*Work to be completed*:
Your answer should consist of the lines holding "niche", copied from the material below.

*Records shown*:
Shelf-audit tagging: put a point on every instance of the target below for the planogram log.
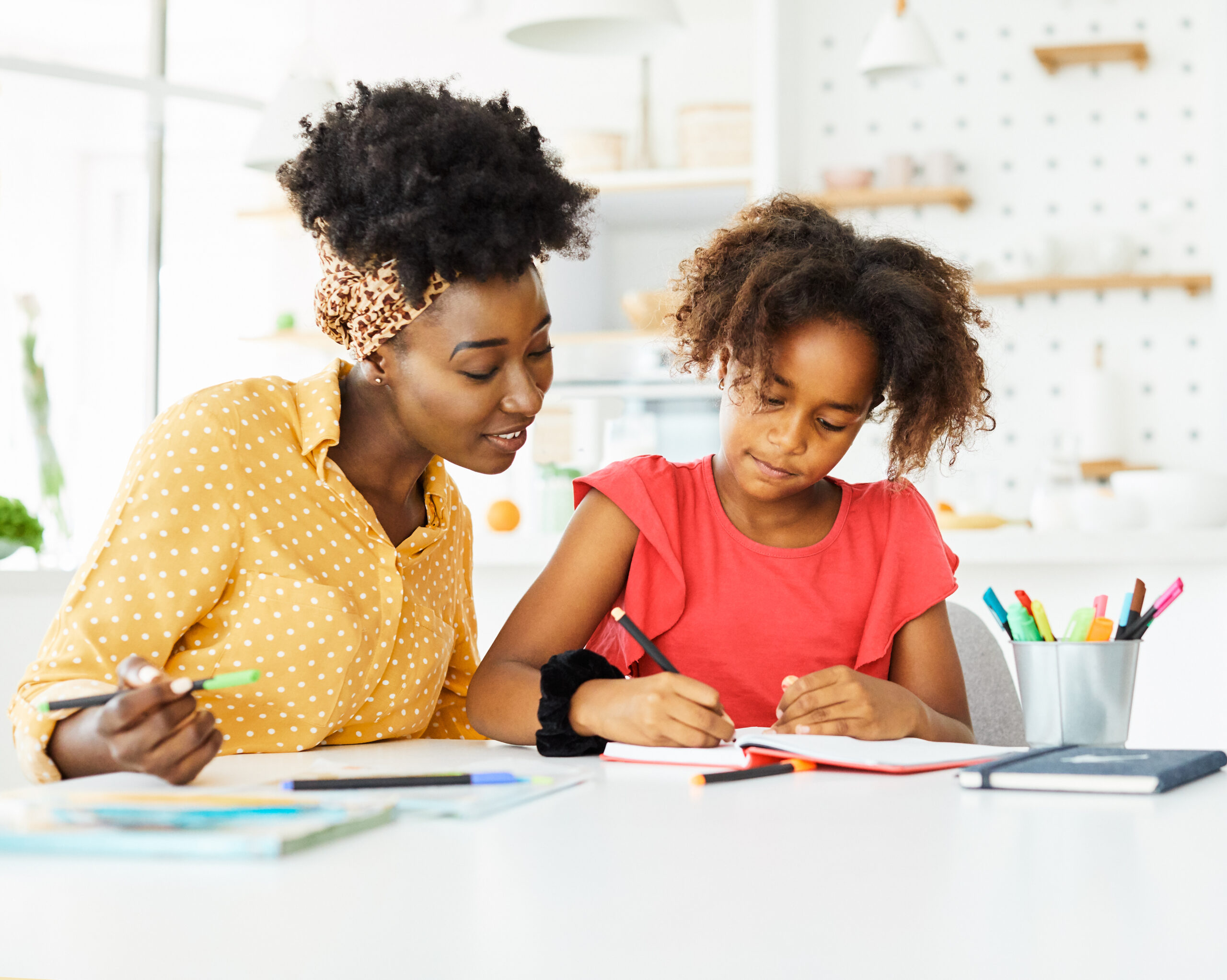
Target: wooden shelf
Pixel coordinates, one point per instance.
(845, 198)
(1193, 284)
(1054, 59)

==

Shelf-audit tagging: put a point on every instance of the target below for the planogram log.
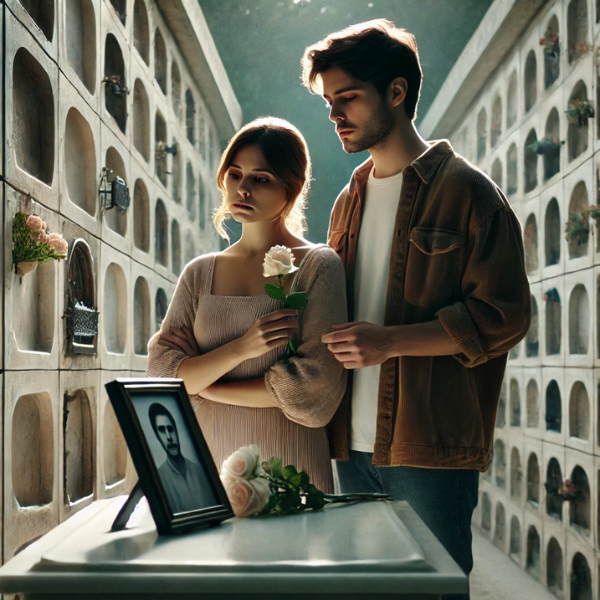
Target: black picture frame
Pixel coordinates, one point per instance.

* * *

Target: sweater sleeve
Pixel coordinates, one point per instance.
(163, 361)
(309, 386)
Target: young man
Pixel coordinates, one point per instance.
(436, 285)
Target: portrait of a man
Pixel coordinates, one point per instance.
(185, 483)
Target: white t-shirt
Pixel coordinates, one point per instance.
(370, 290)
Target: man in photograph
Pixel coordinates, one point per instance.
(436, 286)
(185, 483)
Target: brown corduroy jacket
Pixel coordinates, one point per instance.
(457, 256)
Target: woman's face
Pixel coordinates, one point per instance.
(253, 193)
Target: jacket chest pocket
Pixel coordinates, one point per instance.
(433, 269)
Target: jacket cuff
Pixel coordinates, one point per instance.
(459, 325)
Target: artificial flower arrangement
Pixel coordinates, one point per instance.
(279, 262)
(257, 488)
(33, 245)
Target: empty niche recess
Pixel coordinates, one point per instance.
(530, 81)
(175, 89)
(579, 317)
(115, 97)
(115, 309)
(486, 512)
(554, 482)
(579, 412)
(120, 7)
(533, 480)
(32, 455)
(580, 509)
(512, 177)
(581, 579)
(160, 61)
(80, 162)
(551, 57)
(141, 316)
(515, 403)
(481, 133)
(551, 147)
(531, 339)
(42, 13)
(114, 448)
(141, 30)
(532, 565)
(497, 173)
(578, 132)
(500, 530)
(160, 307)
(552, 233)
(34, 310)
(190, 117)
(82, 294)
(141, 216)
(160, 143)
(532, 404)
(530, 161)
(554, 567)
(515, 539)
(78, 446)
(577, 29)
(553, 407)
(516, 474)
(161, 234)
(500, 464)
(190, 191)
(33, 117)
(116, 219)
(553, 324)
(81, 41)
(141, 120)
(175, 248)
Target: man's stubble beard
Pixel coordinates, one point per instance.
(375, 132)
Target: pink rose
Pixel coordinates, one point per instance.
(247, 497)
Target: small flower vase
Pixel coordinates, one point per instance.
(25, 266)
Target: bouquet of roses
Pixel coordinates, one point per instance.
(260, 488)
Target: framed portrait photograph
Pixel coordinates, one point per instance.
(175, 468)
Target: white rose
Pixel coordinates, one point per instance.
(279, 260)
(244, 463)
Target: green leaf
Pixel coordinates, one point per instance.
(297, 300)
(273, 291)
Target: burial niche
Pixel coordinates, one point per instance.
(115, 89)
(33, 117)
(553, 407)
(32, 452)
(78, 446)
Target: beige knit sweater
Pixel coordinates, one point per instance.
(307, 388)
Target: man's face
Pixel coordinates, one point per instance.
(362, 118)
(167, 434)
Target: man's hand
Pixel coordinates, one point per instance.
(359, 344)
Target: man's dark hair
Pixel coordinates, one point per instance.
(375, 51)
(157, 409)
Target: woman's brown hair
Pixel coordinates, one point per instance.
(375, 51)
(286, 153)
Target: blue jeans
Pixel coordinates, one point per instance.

*Response box*:
Target: empty niche recess
Target: burial niche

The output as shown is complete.